## [OBJECTIVE]
In the listing below, find the line containing "panda, dropping a point on every instance.". Write out that line and every line after it to the end, exactly and only those.
## Start
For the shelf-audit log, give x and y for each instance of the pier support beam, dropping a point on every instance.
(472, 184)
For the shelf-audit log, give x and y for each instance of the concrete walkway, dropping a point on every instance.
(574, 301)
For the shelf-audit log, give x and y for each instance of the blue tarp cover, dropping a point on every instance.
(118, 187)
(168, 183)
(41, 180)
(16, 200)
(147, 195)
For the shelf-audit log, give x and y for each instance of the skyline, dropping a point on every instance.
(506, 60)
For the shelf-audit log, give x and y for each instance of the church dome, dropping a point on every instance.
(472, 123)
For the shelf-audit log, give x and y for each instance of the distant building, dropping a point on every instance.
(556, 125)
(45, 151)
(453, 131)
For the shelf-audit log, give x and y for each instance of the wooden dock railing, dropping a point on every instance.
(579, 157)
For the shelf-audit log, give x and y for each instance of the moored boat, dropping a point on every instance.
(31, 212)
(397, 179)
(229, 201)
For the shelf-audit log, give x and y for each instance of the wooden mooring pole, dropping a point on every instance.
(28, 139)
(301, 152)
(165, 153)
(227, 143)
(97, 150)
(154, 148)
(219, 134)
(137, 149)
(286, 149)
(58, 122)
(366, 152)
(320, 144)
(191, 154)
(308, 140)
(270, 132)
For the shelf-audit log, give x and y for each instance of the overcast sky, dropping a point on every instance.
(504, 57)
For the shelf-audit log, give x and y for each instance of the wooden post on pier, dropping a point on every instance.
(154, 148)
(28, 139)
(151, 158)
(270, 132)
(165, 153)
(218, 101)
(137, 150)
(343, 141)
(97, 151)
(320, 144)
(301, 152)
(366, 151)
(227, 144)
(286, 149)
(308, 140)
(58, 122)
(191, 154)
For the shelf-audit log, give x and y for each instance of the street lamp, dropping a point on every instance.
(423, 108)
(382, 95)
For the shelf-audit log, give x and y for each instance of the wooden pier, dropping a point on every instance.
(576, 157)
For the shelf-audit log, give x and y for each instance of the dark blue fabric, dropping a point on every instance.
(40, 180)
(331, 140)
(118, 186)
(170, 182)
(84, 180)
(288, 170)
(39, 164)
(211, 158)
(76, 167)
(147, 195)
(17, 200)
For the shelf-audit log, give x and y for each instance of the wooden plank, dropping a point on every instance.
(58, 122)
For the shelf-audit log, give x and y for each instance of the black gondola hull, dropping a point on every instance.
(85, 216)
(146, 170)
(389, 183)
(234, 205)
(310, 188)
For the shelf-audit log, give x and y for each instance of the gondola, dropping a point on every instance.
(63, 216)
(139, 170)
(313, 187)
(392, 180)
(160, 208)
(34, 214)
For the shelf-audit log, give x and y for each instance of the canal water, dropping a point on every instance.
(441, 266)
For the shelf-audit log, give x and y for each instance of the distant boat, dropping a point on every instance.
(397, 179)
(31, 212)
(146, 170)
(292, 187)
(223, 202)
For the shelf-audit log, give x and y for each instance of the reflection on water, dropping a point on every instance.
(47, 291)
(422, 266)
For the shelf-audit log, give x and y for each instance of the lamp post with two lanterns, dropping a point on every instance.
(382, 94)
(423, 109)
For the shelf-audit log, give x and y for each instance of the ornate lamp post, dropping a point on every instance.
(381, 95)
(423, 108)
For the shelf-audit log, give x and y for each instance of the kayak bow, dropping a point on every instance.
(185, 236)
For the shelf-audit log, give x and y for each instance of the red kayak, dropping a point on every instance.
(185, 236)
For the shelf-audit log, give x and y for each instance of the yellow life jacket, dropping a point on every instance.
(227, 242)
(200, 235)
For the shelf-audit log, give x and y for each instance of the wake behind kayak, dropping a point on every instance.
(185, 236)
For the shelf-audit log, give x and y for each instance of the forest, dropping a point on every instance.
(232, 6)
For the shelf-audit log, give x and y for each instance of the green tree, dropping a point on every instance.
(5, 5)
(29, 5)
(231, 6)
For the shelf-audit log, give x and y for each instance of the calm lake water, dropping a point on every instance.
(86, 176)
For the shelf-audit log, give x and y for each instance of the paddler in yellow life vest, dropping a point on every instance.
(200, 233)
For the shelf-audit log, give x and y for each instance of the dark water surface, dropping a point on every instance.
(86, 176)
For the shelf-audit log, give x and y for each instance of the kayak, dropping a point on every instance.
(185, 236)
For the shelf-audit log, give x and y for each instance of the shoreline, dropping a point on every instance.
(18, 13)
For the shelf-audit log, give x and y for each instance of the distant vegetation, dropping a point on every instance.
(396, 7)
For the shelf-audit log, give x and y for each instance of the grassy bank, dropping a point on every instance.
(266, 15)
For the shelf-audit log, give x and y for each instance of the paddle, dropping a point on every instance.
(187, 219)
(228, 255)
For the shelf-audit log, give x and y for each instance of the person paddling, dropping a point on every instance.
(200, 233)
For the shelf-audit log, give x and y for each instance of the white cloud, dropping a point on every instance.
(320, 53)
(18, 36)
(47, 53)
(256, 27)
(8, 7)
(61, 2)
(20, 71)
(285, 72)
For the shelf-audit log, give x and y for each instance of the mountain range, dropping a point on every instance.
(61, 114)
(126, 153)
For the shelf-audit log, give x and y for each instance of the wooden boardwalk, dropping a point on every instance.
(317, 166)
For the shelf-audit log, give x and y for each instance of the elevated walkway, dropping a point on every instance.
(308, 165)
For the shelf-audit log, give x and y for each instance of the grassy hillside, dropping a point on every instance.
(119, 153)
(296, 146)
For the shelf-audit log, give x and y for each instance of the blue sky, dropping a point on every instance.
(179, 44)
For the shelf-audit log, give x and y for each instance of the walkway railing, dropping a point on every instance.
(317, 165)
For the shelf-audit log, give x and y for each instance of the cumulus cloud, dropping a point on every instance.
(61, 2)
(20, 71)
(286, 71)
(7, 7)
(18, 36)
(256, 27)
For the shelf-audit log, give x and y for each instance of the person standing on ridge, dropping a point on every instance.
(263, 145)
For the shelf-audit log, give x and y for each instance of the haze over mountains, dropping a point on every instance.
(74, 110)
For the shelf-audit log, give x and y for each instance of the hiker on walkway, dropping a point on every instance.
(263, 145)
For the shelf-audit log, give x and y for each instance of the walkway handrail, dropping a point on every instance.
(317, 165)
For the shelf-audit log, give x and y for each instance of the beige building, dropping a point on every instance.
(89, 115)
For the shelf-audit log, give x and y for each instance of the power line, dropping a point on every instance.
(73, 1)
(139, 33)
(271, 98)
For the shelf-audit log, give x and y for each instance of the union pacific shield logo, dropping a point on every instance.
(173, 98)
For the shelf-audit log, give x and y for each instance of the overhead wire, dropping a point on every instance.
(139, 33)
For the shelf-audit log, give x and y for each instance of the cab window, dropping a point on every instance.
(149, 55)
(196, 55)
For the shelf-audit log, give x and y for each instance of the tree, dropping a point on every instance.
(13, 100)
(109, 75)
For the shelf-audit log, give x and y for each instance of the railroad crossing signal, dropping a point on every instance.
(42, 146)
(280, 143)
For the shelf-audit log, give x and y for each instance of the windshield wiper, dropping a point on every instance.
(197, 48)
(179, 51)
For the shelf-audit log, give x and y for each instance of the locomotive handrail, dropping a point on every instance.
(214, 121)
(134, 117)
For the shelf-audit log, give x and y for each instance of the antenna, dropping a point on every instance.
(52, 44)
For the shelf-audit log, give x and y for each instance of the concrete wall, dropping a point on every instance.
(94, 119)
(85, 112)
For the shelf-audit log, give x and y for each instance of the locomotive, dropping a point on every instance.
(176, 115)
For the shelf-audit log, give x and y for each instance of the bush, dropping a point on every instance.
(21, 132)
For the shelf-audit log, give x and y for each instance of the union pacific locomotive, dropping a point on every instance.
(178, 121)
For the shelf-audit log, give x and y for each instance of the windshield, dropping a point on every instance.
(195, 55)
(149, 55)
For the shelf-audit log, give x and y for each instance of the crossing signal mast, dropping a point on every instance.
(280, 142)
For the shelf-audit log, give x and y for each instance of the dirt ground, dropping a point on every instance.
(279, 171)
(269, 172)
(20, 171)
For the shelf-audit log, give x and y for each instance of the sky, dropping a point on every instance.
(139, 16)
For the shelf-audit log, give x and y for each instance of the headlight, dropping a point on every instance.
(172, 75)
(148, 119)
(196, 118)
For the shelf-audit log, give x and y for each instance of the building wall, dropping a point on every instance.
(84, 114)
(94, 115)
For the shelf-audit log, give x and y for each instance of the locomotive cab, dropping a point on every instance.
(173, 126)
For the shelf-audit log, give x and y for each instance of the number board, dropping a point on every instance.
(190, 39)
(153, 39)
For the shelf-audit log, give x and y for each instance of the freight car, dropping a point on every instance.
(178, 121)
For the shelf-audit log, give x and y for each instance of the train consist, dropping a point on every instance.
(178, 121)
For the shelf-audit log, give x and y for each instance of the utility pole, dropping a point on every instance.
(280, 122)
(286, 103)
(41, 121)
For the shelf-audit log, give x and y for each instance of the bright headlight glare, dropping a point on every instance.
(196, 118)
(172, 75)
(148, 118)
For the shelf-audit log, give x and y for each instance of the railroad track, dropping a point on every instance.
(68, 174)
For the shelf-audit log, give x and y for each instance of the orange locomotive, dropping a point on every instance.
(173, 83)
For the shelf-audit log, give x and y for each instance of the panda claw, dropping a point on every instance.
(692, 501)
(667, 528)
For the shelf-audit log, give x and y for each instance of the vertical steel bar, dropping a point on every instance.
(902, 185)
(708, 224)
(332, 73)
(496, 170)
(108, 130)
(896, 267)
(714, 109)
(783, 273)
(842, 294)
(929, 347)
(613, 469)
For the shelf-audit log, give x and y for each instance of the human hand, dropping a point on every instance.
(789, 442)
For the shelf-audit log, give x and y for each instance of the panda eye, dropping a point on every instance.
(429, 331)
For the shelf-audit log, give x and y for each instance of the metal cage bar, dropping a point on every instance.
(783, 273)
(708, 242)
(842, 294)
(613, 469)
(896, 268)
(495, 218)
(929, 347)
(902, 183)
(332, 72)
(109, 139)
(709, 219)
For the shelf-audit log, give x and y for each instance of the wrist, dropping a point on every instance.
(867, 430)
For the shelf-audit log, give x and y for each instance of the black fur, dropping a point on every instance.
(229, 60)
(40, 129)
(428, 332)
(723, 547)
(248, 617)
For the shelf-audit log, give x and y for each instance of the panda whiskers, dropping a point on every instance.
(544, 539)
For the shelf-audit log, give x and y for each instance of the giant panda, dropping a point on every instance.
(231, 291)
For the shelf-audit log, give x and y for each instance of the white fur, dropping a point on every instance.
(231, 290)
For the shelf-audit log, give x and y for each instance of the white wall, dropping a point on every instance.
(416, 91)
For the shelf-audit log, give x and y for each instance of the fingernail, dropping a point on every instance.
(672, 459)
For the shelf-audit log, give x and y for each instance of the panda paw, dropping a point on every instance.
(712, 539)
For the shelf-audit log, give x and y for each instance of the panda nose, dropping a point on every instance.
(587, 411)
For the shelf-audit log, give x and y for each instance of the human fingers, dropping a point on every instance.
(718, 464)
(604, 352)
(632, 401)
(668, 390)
## End
## [TASK SOLUTION]
For the shelf-audit log, give x and y for each instance of the giant panda, dropping a point on every instance.
(231, 291)
For the shelf-audit log, give x and y for each instance of the white fur, dropping a point on every instance.
(231, 290)
For the shelf-audit log, give x and y for each instance of the white wall, dropping a point on every instance.
(416, 91)
For the shelf-audit log, give x and y for each instance of the fingernail, dropping a point on every instance.
(672, 459)
For the shelf-audit log, give x and y for each instance of the panda paw, dropping a point on every instance.
(712, 539)
For the shelf-audit log, give x and y for each instance of the panda nose, dropping a point on every instance.
(587, 411)
For the shelf-audit log, give x and y for each instance of the human fingers, dropping a point on every instance.
(718, 464)
(604, 352)
(632, 401)
(668, 390)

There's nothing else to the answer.